== Seitentext

Israel verzeichnet dieser Tage einen täglichen Anstieg der Corona-Ansteckungen um mehrere Hundert Fälle. Am Freitag hatte es einen Höhepunkt mit 1.000 neuen Fällen in nur 24 Stunden gegeben – mehr als zu Beginn der Corona-Pandemie in Israel im März dieses Jahres. 338 mit dem Virus infizierte Menschen sind nach Angaben der Johns-Hopkins-Universität in Israel bislang gestorben. Laut palästinensischem Gesundheitsministerium in Ramallah sind in den palästinensischen Gebieten in den vergangenen Tagen täglich rund 500 Menschen erkrankt. Die Zahl der Toten sei auf 22 gestiegen.

Dass die Zahl der Toten nach wie vor relativ niedrig ist, ist auf die Altersstruktur der Gesellschaft zurückzuführen. In Israel sind über 40 Prozent unter 24 Jahre alt, in den palästinensischen Gebieten sogar über 60 Prozent.

====

Ziel der Übung
Überarbeite im Seitentext den Abschnitt von „Dass die Zahl“ bis einschließlich „über 60 Prozent.“ und setze dabei „Bevölkerungsstruktur“ an die Stelle von „Altersstruktur“.

== Datenauszug

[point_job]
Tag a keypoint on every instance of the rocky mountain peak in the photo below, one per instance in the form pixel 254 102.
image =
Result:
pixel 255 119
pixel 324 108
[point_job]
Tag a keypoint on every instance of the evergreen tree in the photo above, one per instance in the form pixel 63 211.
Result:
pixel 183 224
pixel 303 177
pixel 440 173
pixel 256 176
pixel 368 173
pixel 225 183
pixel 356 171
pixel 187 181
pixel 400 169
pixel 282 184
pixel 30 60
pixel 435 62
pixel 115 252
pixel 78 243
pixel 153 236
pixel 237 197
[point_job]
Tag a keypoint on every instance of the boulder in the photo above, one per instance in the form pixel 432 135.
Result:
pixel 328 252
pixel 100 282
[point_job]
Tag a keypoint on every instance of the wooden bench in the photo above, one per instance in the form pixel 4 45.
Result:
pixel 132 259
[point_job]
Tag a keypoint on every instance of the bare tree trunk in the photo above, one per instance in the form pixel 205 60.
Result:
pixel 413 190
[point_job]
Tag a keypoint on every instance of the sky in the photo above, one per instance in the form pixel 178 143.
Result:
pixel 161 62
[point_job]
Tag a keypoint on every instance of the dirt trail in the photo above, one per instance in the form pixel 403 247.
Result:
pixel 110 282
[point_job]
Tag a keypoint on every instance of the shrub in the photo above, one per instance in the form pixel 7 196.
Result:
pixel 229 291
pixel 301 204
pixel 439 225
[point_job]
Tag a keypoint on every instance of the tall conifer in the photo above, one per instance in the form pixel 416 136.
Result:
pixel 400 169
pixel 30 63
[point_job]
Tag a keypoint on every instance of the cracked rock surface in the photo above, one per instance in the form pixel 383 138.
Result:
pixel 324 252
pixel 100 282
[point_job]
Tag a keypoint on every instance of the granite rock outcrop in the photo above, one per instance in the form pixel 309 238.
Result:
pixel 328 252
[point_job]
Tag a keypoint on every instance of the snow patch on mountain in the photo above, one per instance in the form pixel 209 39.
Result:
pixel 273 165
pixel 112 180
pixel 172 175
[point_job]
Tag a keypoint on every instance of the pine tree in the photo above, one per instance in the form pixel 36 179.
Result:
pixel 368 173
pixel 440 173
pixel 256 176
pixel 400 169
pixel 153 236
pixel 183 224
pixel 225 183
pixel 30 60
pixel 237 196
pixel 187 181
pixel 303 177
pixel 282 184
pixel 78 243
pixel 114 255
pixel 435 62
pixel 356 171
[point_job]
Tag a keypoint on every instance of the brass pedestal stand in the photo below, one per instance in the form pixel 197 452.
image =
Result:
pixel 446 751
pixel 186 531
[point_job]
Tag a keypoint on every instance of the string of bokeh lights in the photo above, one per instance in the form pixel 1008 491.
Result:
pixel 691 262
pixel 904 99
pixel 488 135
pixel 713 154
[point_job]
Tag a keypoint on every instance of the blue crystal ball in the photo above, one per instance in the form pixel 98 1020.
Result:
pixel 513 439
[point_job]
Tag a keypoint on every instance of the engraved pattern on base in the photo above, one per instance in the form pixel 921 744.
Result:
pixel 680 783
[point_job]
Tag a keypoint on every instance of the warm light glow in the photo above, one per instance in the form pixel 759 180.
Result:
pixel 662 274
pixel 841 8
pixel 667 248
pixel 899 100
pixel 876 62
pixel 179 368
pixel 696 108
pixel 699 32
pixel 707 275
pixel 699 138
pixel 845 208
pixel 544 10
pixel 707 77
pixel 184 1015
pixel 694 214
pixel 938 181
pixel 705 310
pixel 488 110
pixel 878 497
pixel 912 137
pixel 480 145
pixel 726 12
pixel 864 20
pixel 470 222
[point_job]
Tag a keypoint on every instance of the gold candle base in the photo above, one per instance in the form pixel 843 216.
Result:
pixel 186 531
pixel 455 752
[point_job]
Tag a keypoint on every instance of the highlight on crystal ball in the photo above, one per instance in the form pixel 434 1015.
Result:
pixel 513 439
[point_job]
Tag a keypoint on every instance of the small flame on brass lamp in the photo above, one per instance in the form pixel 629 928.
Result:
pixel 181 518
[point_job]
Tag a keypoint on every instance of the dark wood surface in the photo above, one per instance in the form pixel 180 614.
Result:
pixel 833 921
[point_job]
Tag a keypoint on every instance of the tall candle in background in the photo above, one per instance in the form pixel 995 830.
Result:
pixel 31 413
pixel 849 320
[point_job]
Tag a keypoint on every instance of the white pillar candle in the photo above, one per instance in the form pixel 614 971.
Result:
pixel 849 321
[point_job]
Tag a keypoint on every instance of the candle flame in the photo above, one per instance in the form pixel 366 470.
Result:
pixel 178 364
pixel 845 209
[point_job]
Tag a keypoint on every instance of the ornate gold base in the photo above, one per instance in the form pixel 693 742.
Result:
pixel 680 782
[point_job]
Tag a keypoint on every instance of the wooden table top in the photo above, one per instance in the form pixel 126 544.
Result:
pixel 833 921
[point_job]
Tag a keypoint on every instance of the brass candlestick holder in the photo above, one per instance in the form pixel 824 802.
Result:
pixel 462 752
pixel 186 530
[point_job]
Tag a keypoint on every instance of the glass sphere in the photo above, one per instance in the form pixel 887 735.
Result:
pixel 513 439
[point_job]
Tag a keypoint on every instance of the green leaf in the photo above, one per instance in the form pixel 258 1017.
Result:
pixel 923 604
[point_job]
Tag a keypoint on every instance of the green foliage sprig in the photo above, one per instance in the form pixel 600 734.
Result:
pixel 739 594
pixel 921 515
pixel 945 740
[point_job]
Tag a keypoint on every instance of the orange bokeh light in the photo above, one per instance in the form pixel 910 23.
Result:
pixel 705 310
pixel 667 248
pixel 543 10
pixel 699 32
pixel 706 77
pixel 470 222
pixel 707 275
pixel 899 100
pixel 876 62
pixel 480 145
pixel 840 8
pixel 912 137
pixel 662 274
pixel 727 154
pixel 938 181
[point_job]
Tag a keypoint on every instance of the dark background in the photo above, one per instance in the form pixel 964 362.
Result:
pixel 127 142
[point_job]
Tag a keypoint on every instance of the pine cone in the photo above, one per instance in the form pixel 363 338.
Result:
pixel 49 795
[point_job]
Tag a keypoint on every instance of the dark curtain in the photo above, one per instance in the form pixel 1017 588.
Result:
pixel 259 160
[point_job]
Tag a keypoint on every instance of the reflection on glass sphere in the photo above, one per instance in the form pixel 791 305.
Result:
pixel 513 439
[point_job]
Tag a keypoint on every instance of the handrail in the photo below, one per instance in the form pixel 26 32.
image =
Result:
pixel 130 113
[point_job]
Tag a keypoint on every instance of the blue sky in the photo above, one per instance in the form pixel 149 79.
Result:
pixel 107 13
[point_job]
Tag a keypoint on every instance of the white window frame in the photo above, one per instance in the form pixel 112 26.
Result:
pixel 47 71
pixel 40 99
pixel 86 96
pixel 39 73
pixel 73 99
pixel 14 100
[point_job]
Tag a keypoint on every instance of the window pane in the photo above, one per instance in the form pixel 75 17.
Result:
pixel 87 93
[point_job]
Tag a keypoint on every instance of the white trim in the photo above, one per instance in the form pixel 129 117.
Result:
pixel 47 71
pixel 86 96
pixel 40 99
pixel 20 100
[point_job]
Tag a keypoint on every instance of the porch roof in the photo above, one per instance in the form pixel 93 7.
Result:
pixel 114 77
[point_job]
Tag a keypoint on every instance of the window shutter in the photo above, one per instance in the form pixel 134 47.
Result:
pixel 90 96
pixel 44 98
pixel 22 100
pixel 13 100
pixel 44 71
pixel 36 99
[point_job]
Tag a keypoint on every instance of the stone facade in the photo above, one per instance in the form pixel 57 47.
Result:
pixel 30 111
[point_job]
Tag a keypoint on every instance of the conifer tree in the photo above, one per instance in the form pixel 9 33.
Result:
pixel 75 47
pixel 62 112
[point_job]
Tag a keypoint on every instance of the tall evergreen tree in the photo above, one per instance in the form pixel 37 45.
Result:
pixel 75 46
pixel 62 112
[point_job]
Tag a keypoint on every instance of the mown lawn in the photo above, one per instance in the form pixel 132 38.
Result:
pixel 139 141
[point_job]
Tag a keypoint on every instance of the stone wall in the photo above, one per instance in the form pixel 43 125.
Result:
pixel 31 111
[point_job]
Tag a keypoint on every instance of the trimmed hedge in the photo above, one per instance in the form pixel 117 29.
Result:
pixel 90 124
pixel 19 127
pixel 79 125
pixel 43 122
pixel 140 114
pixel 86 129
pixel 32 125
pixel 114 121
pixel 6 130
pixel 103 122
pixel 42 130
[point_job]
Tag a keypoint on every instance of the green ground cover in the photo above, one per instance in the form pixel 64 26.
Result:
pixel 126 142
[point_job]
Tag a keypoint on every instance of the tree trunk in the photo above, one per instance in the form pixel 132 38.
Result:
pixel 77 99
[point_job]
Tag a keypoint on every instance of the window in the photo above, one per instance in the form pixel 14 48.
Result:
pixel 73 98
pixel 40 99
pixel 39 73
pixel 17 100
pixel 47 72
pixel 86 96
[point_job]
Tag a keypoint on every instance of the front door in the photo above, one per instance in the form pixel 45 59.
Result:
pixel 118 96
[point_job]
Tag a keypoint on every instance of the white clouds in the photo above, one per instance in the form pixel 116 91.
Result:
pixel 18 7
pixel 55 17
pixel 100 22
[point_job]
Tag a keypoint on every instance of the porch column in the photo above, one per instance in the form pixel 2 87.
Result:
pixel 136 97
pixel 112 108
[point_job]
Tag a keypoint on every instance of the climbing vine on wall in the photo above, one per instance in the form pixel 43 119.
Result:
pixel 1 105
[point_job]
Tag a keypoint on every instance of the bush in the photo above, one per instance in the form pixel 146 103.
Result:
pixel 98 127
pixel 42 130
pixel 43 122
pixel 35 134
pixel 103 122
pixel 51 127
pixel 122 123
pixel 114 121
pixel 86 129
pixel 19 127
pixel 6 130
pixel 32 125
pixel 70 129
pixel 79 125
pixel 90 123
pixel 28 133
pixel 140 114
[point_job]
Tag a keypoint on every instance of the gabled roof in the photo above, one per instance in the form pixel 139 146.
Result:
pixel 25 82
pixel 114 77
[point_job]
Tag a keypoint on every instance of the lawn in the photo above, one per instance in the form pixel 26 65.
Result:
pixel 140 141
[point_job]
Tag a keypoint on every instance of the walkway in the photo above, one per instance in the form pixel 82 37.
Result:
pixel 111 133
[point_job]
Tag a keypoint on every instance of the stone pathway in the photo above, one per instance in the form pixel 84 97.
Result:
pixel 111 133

====

Ergebnis der Übung
Dass die Zahl der Toten nach wie vor relativ niedrig ist, ist auf die Bevölkerungsstruktur der Gesellschaft zurückzuführen. In Israel sind über 40 Prozent unter 24 Jahre alt, in den palästinensischen Gebieten sogar über 60 Prozent.